[Exercise]: Since only the text is wanted, print every entry below exactly and omit the images.

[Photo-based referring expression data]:

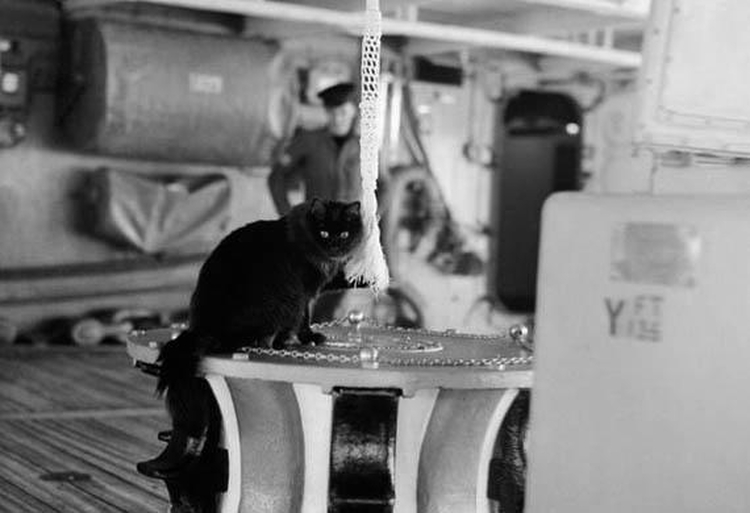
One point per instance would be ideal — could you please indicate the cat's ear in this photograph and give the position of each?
(317, 208)
(354, 208)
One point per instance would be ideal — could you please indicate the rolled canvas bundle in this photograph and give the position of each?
(150, 92)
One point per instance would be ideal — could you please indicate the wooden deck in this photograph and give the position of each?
(74, 422)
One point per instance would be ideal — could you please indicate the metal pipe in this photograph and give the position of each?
(354, 21)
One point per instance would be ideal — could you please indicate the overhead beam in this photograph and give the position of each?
(410, 29)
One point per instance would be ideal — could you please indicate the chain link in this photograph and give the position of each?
(354, 359)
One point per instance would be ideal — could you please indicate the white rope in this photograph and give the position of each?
(368, 263)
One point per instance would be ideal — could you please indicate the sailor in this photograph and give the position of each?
(324, 161)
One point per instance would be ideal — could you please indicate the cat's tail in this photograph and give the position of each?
(179, 360)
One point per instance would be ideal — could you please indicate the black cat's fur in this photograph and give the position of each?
(254, 289)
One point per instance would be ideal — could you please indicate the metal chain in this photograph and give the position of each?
(320, 357)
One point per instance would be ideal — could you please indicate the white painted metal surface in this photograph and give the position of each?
(353, 21)
(640, 392)
(693, 86)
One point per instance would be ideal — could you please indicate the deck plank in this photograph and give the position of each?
(77, 410)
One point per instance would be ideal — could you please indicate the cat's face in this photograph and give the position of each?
(336, 226)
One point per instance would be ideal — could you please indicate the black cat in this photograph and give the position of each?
(254, 289)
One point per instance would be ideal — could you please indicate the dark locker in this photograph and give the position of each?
(538, 144)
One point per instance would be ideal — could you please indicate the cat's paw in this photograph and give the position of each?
(311, 338)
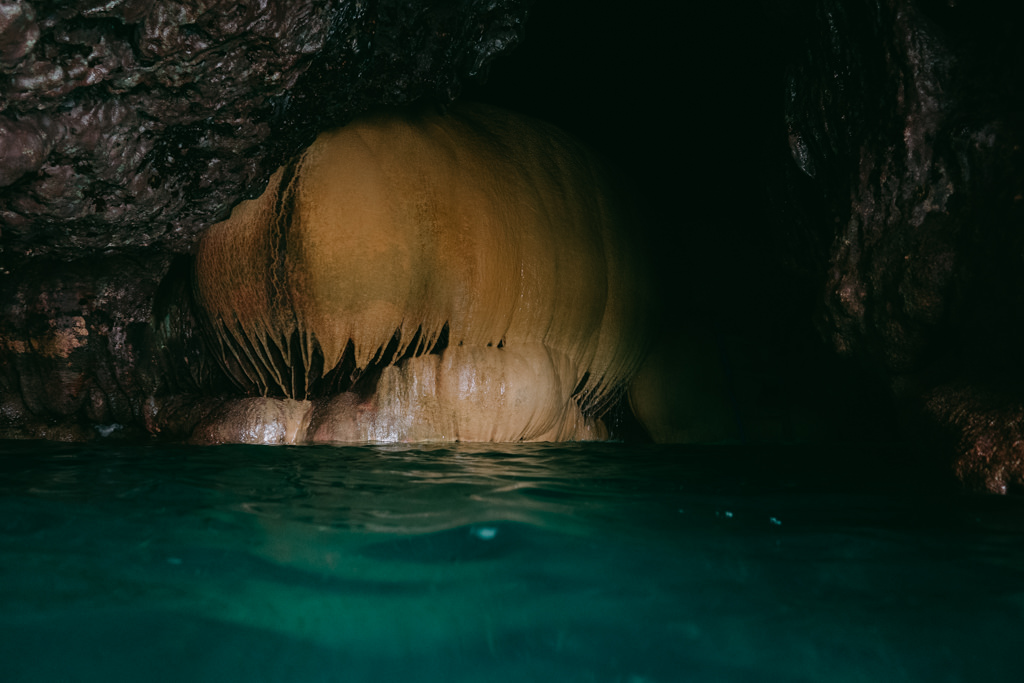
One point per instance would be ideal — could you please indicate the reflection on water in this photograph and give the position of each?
(600, 562)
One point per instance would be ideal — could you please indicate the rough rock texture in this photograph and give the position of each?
(128, 126)
(908, 120)
(131, 123)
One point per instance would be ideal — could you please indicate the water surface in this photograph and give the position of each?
(604, 562)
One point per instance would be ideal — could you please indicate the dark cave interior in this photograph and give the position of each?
(786, 155)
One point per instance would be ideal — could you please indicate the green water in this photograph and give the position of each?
(531, 563)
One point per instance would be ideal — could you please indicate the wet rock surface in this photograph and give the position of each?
(876, 200)
(127, 127)
(905, 122)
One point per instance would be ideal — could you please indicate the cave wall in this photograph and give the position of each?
(833, 187)
(127, 127)
(904, 122)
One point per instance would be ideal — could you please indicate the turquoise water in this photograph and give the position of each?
(605, 562)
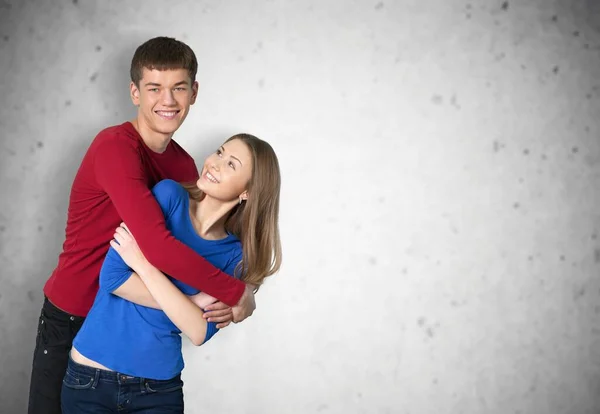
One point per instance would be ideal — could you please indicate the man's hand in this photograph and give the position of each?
(220, 313)
(246, 306)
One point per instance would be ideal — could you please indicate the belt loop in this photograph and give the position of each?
(96, 379)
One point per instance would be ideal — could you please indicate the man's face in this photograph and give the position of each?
(163, 99)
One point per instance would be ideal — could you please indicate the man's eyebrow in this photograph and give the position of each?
(235, 158)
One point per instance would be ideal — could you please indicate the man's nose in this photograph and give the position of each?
(168, 98)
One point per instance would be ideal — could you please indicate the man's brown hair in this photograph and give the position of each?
(163, 53)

[Written response]:
One point per instance would be ideal — could you please indicate the cat's ear in this photograph and give the position of each?
(317, 208)
(354, 208)
One point per instance would be ideal — could you please indicate the rolled canvas bundle in this photograph and give the position of each?
(150, 92)
One point per instance would be ideal — could you please indicate the wooden deck in this photograph and give the position of each?
(74, 422)
One point per instance would be ideal — could you please indicate the metal pipe in this photograph and give the position of each?
(354, 21)
One point per instance would be ideal — could you please indicate the overhead beam in this photograph and give the position of each?
(410, 29)
One point per instance would be ideal — could you please indicate the chain link in this photograph and give the position of each?
(354, 359)
One point per instance would be ideal — could you please indicate the white rope in this photograph and give the position of each?
(368, 263)
One point per instance would be ideal — could you please indicate the sailor in this photograph and give the position of each?
(324, 161)
One point per instance would be ideal — could you please indicate the cat's tail in this photograph and give the position of each?
(179, 360)
One point per instance would be ideal — could you please indicate the black cat's fur in this photograph and give the position of each?
(254, 289)
One point per instance would be ideal — could you please indicate the metal chain in this photograph and give the position of each?
(320, 357)
One point per instance would be ideal — could you please indicate the white painted metal surface in this photograph and give the position of each?
(353, 21)
(640, 392)
(693, 86)
One point per instance would be ideal — could you please indicate the deck plank in this photograph and give the position of each?
(77, 410)
One point per instance would be ideal — could you please indicate the cat's face in this photograph and give the position of each?
(336, 226)
One point per instance would be ideal — could you please indicate the black cat in this photograph and give the position of each?
(254, 289)
One point per instance would be ideal — could you please indicate the dark locker in this photograph and give the position of each?
(538, 144)
One point per instance would be ideal — could you please indicate the cat's paw in this photograph and give the position of each?
(311, 338)
One point per instance would be ideal — could you please indicate the reflection on water in this photograph and give the position of each?
(600, 562)
One point per instance would be ideal — could you please indicate the rough rock texture in this photograph and give the position of each?
(128, 126)
(908, 120)
(131, 123)
One point per instance would be ideal — could you please indicate the water surface in this photograph and give the position of each?
(604, 562)
One point per instance would be ideal — could you please indicate the dark cave interior in this photograph and give the position of each?
(786, 155)
One point per instance would be ideal — could you please indicate the green water in this photograph and give the position of each?
(531, 563)
One point per instance would be ideal — could you please indicate the wet rock surface in this photograph and give the position of each?
(876, 200)
(127, 127)
(905, 122)
One point per instance would be ideal — could you please indicate the cave wall in this photograph and give the position of each?
(833, 187)
(127, 127)
(904, 122)
One point per instance would be ideal — could you please indicate the turquoise water in this photograph and give the position of each?
(605, 562)
One point per instance would be ideal — could you please indicate the man's hand in this photograph and give the position of each?
(220, 313)
(246, 306)
One point per instance would be ideal — could you please indicate the belt loop in this photograph and give the position of each?
(96, 379)
One point per instance would be ideal — could you please indicate the man's face in this photograph and give the position of each?
(163, 99)
One point per instance would be ideal — could you please indicate the man's eyebrow in this photograph and give the position of each?
(235, 158)
One point per instance would be ideal — could you please indicate the man's nose in this photograph and give the position of each?
(168, 98)
One point per instance would be ideal — could you please indicate the man's brown hair in this photograph and give the position of each?
(163, 53)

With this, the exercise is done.